EXCERPTED TEXT
The following summer, Levoy and five other Stanford researchers scanned all the available Forma Urbis Romae fragments, working around the clock for 25 days in the damp, dusty basement of the Museum of Roman Civilization. The group used laser-stripe scanners that sweep the pieces with a plane of laser light and analyze the shape of the stripe 30 times per second. The scans were overlapped substantially, so that the swaths traced by the lasers could later be algorithmically aligned.

A year later, workers restoring a nearby building discovered 30 new pieces of the map---the first new fragments to be unearthed since 1956. The pieces were shipped to Levoy, by then back at Stanford, so that he could scan them in as well. In the end, a total of 40 gigabytes of raw data was created.

Making the Models
The group is now in the process of completing three-dimensional models of the scans. To create a model, they first align the scanned images, in the form of "polygon meshes," millions of tiny triangles measuring 0.25 millimeter on a side, using a modified, iterated closest-point algorithm. They then use a volumetric algorithm to combine the scans, after which they map color data onto the resulting three-dimensional models. The models of the fragments, which look quite real, can easily be rotated and viewed from various angles on a computer screen.

The group is also constructing a relational database that provides descriptions and bibliographic information for each fragment, with links to the 3D models and high-resolution photographs. This database will be freely available to the archeological and computer graphics research communities, educators, museum curators, and the general public---a boon to researchers in particular, as the originals are not on display. A sample database of 28 fragments is now online at http://graphics.stanford.edu/projects/forma-urbis/.

The next step will be the development of shape-matching algorithms for finding fits between the pieces---a tough task because the search space is so large. Without divulging his detailed plan of attack, Levoy explains that the basic idea is to sort the pieces by thickness and start with close neighbors in the sorted list. From there, the researchers will move to an algorithm that matches only the surface lines and the direction of marble veining. This algorithm will give lots of false positives, Levoy points out, but it's an inexpensive way to reduce the search space.

MATERIAL PROVIDED

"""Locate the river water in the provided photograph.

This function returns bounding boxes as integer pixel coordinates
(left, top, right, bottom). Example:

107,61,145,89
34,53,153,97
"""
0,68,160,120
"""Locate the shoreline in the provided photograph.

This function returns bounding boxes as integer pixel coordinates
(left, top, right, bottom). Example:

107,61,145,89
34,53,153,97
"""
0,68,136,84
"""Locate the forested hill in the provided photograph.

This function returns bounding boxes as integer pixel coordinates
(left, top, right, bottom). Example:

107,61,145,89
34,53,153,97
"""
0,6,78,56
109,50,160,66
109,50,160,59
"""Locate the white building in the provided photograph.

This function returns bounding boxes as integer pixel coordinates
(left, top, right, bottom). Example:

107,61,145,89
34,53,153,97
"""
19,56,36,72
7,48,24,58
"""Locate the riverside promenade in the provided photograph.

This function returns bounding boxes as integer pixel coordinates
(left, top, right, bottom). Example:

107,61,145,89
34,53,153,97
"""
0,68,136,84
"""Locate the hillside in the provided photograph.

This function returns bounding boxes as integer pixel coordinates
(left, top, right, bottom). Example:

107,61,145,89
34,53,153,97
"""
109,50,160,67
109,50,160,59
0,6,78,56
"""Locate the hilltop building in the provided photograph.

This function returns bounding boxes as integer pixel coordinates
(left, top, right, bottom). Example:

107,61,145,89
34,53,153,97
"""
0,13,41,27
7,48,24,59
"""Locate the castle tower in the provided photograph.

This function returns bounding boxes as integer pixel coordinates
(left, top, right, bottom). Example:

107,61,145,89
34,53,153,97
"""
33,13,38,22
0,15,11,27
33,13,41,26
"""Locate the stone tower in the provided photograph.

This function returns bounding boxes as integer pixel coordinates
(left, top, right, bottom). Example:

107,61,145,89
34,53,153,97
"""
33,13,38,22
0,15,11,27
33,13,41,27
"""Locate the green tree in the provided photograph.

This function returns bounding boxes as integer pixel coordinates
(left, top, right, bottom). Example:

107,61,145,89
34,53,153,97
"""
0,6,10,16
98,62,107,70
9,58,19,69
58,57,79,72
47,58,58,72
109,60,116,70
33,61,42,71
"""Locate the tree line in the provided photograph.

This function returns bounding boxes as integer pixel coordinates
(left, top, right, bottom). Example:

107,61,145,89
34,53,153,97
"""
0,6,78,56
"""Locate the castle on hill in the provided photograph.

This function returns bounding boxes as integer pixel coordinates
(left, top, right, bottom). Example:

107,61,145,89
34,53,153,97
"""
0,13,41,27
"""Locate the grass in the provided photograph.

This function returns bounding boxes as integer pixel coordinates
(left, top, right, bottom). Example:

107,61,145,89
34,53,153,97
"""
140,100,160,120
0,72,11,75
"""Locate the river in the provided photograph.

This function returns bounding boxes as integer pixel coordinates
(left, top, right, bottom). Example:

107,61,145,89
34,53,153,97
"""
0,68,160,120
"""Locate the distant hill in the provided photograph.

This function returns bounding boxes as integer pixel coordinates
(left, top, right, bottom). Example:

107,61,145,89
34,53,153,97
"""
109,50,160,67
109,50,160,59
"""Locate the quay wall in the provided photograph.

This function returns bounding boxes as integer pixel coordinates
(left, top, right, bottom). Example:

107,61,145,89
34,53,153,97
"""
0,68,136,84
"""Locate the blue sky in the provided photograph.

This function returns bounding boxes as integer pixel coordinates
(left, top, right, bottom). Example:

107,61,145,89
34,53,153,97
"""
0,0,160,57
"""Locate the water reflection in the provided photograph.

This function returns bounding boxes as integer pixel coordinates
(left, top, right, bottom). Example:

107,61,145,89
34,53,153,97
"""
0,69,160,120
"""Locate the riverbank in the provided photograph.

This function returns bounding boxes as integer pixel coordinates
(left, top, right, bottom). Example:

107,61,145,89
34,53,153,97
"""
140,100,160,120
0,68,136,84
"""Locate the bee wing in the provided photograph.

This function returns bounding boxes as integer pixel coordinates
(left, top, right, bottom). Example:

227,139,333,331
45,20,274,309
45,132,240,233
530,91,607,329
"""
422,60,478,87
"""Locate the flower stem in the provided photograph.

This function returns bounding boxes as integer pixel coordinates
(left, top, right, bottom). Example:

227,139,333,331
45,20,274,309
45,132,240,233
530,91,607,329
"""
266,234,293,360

DIRECTIONS FOR THIS TASK
In the Forma Urbis Romae scanning text, how many times per second do the laser-stripe scanners analyze the shape of the stripe?

RESULT OF THE TASK
30 times per second.